• **Aufgabe 1**:
Wie alt ist Alma inzwischen laut dem Textauszug über Alma und ihren Vater?
• **Aufgabe 2**:
Zähl alle Mitglieder von Almas Familie auf, die im Textauszug über Alma und ihren Vater vorkommen.
• **Aufgabe 3**:
Führ den Textauszug über Alma und ihren Vater nach dem letzten Satz weiter.

• **Textauszug**:
****************

Alma ist noch ein Kind gewesen, als der Vater sie und ihre Mutter verließ. Von einem auf den anderen Tag verschwand er aus ihrem Leben. Als “Arzt ohne Grenzen” ging er mehrere Jahre ins Ausland. Jetzt ist er zurück in Berlin. Zufällig kreuzen sich ihre Wege. Alma ist inzwischen 17 Jahre alt. Sie will Schauspielerin werden. Wo es nur geht, testet sie ihre Wirkung auf die Männer, insbesondere auf solche, die ihr Vater sein könnten. Jetzt hat sie das nicht mehr nötig, sie hat ihren richtigen Vater und den will sie so schnell nicht wieder hergeben. Sie will ihn halten, notfalls auch unter Einsatz ihrer weiblichen Reize. Doch genau das ist ihr Fehler.

****************

• **Datenliste**:
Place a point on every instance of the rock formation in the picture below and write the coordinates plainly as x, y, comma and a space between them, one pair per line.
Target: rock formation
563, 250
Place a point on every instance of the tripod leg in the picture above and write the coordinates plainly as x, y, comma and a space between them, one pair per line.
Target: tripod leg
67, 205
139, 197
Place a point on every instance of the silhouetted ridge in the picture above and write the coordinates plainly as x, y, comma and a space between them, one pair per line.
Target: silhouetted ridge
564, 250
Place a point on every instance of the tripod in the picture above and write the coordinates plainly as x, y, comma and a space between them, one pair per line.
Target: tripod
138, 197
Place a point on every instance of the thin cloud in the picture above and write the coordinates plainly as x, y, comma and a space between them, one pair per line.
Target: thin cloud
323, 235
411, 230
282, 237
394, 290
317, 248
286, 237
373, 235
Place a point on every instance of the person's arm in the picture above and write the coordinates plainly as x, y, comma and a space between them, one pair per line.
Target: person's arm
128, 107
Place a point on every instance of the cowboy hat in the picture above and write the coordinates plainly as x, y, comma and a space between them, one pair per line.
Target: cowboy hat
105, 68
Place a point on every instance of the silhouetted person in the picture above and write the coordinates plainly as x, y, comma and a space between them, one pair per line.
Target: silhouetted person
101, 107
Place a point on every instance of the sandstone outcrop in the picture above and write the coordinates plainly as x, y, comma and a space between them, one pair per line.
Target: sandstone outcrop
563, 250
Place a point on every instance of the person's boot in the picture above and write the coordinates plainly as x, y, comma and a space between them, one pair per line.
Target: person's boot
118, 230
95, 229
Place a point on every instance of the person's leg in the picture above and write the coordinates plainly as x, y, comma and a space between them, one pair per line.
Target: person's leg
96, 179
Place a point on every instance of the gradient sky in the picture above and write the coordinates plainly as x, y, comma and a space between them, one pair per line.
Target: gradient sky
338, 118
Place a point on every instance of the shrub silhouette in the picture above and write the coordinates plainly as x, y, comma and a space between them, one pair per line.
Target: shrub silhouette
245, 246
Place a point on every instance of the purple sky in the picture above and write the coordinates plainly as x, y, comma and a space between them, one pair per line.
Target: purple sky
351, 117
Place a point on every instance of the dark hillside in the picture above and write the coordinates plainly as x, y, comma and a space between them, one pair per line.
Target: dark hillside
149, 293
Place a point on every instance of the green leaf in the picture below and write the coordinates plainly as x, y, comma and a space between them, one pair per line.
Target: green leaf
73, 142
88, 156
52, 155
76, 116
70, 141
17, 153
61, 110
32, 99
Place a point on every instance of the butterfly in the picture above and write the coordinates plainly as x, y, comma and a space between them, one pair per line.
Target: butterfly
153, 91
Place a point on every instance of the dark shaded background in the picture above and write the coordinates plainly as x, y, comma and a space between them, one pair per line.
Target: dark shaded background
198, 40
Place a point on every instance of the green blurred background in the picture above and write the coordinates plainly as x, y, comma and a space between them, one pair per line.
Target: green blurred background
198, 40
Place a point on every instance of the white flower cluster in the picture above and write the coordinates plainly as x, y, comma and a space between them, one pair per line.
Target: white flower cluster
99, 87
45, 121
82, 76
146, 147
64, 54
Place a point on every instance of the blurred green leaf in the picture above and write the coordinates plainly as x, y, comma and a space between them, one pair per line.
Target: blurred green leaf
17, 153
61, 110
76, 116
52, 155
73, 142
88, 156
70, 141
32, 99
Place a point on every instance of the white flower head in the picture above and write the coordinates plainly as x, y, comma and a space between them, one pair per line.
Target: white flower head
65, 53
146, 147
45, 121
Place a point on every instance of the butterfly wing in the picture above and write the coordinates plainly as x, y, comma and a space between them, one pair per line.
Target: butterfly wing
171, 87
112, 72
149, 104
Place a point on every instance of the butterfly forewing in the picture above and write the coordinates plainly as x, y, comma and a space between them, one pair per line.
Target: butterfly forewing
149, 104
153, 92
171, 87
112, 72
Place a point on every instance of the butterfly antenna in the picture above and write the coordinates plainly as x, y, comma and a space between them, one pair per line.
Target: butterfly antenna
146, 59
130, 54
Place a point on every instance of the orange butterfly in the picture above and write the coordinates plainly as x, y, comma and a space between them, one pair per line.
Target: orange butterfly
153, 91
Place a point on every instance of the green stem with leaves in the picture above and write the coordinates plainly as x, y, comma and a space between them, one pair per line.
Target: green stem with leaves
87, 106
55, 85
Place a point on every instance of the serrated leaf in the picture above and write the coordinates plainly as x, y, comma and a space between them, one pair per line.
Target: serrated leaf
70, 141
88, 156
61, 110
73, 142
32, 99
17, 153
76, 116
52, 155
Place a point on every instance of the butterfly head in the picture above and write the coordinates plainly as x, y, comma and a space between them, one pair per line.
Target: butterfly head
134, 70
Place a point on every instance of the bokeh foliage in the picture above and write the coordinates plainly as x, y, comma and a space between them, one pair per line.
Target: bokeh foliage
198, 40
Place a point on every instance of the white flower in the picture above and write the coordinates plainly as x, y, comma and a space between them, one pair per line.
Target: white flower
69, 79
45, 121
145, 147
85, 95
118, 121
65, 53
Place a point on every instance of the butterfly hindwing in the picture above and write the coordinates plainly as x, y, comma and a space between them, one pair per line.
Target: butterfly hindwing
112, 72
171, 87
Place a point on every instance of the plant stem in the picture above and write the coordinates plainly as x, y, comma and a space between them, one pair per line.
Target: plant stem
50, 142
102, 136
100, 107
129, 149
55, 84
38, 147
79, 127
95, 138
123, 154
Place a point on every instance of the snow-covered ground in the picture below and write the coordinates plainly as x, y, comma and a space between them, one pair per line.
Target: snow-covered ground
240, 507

****************

• **Antwort 1**:
Alma ist inzwischen 17 Jahre alt.

• **Antwort 2**:
Alma, ihr Vater, ihre Mutter

• **Antwort 3**:
Es ist eine seltsame Liebe, die Vater und Tochter in dem bemerkenswerten Debütfilm “liebeskind” von Jeanette Wagner miteinander teilen. Die neuen Familienmodelle und die Auflösung der klassischen Rollenverhältnisse ermöglichen eine solche Liebesbeziehung, die anders ist als die übliche Inzest-Situation. “Wenn die biologischen Väter nicht mehr die sozialen Väter sind, kann sich kein verwandtschaftliches Gefühl aufbauen”, so erklärt sich die Filmemacherin die Tatsache, dass eines der letzten Tabus unserer Gesellschaft offenbar auch langsam zu fallen scheint. Ihre Haltung ist beobachtend, nie wertend, nie verurteilend, “mir geht es nicht um Schuldzuweisungen”, sagt sie. Unaufgeregt erzählt sie von etwas, was zu Recht per Gesetz mit Verbot belegt ist. Sie macht psychologisch verständlich, wie es zu einer solchen Vater/Tochter-Intimität kommen kann. In Alma vermischt sich die Verarbeitung der langen Trennung vom Vater mit ihrer erwachenden Sexualität. Und der Vater ist verunsichert, leidet noch immer unter der Schuld, Frau und Kind verlassen zu haben. Er spürt, dass seine Tochter sich im Zustand völliger emotionaler Verwirrung befindet.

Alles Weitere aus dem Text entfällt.